■ Directions for this task: Please reproduce everything from "Here are our" down to "gluten-free and vegan." in the vegetarian travel tips below, word for word.

Table of contents
- Pack snacks that you know and trust
- Learn a few key words in a different language
- Take a vegetarian or vegan food tour
- Try an authentic veggie-friendly cooking class
- Prepare translations ahead of time
- Don’t be afraid to say no
- Avoid being rude or arrogant
- Research restaurants ahead of time
- Travel to vegetarian- and vegan-friendly destinations
- Be OK with eating non-local cuisine
- Learn what you can and can’t have
- Opt for staying in a place with a kitchen
- Make sure your airline preference is marked as vegetarian or vegan
- Check HappyCow
- Accept that you may eat at the same restaurant multiple times
- Talk to your accommodation staff about recommendations
- Look for kosher-style, Hindu or Buddhist restaurants
- Seek out buffet-style eateries
- Shop local
- Have a backup plan for worst-case scenarios
- Keep cooking supplies in your backpack or luggage
- Celebrate your small wins
- Take home a few plant-based goodies
- Share your advice when your trip is done
Between the two of us, we have an interesting set of dietary restrictions. Dan keeps vegetarian (and sometimes vegan) and I can’t eat gluten, dairy or soy, due to allergies and intolerances.
The food that we eat has never been a limiting factor in the places that we choose to travel. In fact, it’s led to more authentic and unique experiences, all over the world on five continents.
For context into some of our tips, here are a few tidbits into our style and relationship with food.
- We love cooking, and we enjoy cooking with local ingredients while we travel.
- Because I am gluten-free and don’t eat dairy or soy, I’ll resort to eating meat, fish and seafood, even if my ideal diet is plant-based.
- Dan is mostly a vegetarian (but technically a pescatarian) and eats dairy, eggs and fish (on occasion).
- We’re okay knowing that meat or animal products are used to cook some types of food that we eat. (Sometimes we try to forget about it)
- I kept vegetarian for a whole year in China, and when I came back home, tried veganism!
- We have learned how to travel extensively and be able to talk about what we wish to eat and not eat (whether for preference, or allergen safety).
Here are our favorite tips for traveling with our vegetarian and vegan preferences!
Pack snacks that you know and trust
Things happen during travel, and having your own snacks is the best way to control a situation in your favor. We’ve both been known to take out our snack bars when we’re on a long-haul bus ride, a flight that doesn’t serve food or when we’re out for the day and plant-based snacks are hard to come by.
When we travel, a few things go into our backpacks right before we leave home:
Lara Bars have been a favorite of mine for ages! They’re always vegan and are a good source of fiber and fruit.
GoMacro Bars are a nutrient-dense bar that I like to take on trips for being filling, gluten-free and vegan.
HU makes some of my hands-down favorite vegan products that fit the paleo diet as well. Their organic vegan non-GMO chocolate bar is unbelievable.
See the rest of our ideas for vegetarian and vegan trip snacks in this helpful list.

■ Data block:
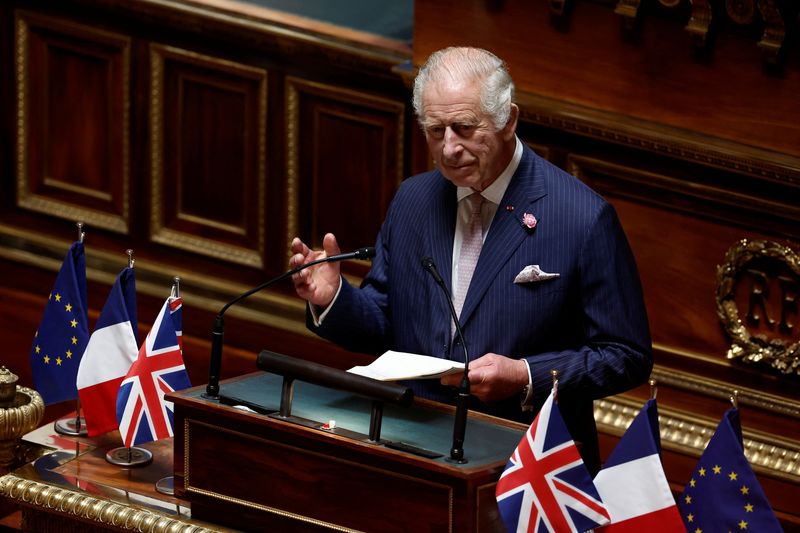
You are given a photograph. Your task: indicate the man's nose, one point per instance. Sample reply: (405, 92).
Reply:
(452, 143)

■ Response:
Here are our favorite tips for traveling with our vegetarian and vegan preferences!
Pack snacks that you know and trust
Things happen during travel, and having your own snacks is the best way to control a situation in your favor. We’ve both been known to take out our snack bars when we’re on a long-haul bus ride, a flight that doesn’t serve food or when we’re out for the day and plant-based snacks are hard to come by.
When we travel, a few things go into our backpacks right before we leave home:
Lara Bars have been a favorite of mine for ages! They’re always vegan and are a good source of fiber and fruit.
GoMacro Bars are a nutrient-dense bar that I like to take on trips for being filling, gluten-free and vegan.